• _EXCERPTED TEXT_:
--
Out with the old monolithic applications! And in with the new container and microservice-based IT environments!

This shift to containers and microservices is a key component of the digital transformation and shift to an all encompassing digital experience that modern customers have grown to expect. But these seismic shifts have also presented a nearly impossible task for IT teams: achieve ceaseless innovation whilst maintaining an ever more complex infrastructure environment, one that tends to produce vast volumes of data. Oh and can you also ensure that these systems are continuously available?

Once a low-priority task, infrastructure monitoring is now imperative to maintaining system assurance and keeping up with the blinding pace of change.

In the good old days, IT teams could manually monitor infrastructures that changed over months and maybe years. Not so today. Modern application programming interfaces (APIs) that connect computers or programs are highly flexible leading to constant change in application and network topology. The increase in data production and shift to ephemeral machines has consequently rendered manual monitoring impossible for human operators.
--
• _CHALLENGE A_:
According to the excerpt on infrastructure monitoring, why has manual monitoring become impossible for human operators? Answer in one to three sentences.
The text and the entries below it were drawn from separate, unrelated sources.

• _DATASET_:
--
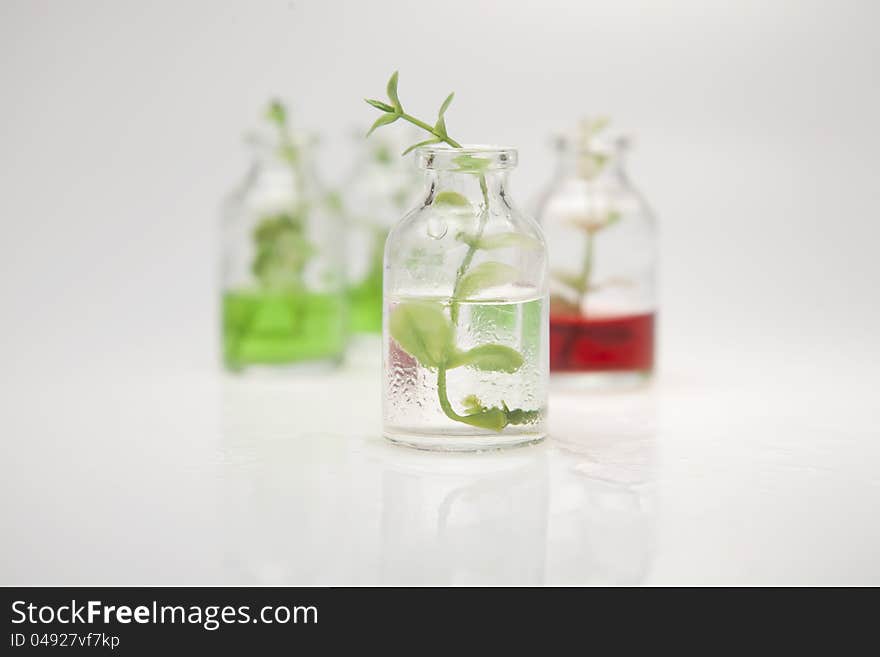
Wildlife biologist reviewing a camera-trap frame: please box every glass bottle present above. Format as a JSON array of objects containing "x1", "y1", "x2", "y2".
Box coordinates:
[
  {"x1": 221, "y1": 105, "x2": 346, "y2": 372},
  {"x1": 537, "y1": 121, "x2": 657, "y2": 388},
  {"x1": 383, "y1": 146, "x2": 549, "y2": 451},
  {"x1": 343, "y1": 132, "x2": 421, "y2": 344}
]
--
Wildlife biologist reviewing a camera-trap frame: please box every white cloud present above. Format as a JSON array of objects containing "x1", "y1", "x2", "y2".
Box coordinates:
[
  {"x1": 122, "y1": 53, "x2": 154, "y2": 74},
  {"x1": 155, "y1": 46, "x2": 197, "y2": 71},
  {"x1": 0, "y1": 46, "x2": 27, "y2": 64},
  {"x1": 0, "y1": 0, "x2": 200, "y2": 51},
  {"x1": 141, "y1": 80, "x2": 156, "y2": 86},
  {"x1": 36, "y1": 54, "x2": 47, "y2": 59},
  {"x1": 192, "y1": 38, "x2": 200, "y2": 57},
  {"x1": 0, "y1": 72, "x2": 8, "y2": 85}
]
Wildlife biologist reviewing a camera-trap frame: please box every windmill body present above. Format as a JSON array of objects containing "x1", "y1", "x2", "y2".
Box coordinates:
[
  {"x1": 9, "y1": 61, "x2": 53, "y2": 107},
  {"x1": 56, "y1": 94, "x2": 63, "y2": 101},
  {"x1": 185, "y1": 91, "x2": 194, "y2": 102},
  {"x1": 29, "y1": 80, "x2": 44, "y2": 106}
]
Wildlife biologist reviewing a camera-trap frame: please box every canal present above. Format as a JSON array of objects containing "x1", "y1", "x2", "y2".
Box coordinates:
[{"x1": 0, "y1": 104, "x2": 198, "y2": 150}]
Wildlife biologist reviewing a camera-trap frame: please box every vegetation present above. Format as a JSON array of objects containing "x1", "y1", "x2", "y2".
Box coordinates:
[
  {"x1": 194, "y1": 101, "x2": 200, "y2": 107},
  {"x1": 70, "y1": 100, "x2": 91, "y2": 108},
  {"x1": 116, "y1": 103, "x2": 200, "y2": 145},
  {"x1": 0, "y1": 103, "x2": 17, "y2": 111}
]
--
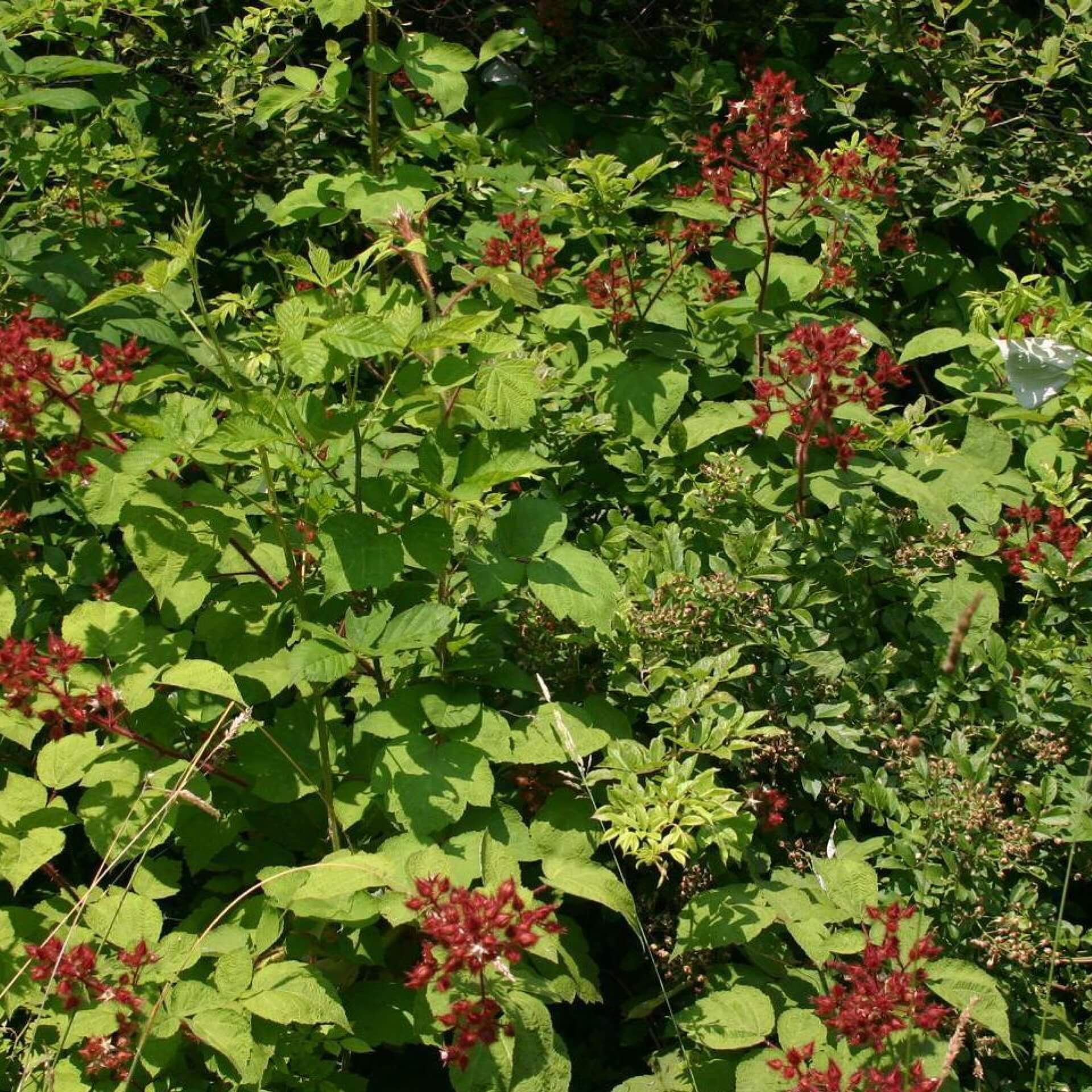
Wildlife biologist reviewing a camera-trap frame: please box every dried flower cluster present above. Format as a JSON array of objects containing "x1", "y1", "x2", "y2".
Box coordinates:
--
• _CHALLENGE B_:
List each line of the entries that contains the word "above", treating uppercase and lowercase as distinct.

• _FINAL ANSWER A_:
Modern APIs that connect computers or programs are highly flexible, which causes constant change in application and network topology. Together with the increase in data production and the shift to ephemeral machines, this has made manual monitoring impossible for human operators.

• _FINAL ANSWER B_:
Wildlife biologist reviewing a camera-trap frame: please box every glass bottle present above. Format as a JSON array of objects containing "x1", "y1", "x2", "y2".
Wildlife biologist reviewing a camera-trap frame: please box every white cloud present above. Format as a JSON array of objects containing "x1", "y1", "x2", "y2".
Wildlife biologist reviewing a camera-trap frame: please box every windmill body present above. Format as a JSON array of objects containing "x1", "y1", "x2", "y2".
Wildlife biologist reviewing a camera-trap frame: please box every canal present above. Format as a JSON array of objects containing "x1", "y1", "x2", "y2".
Wildlife biologist reviewing a camera-trap frame: please box every vegetation present above. Format as a JSON array of objects containing "x1", "y1", "x2", "y2".
Wildlife biologist reviewing a camera-trap frame: please box every dried flower cluster present above. Format as a JSON array of objects containing "x1", "y1", "x2", "y2".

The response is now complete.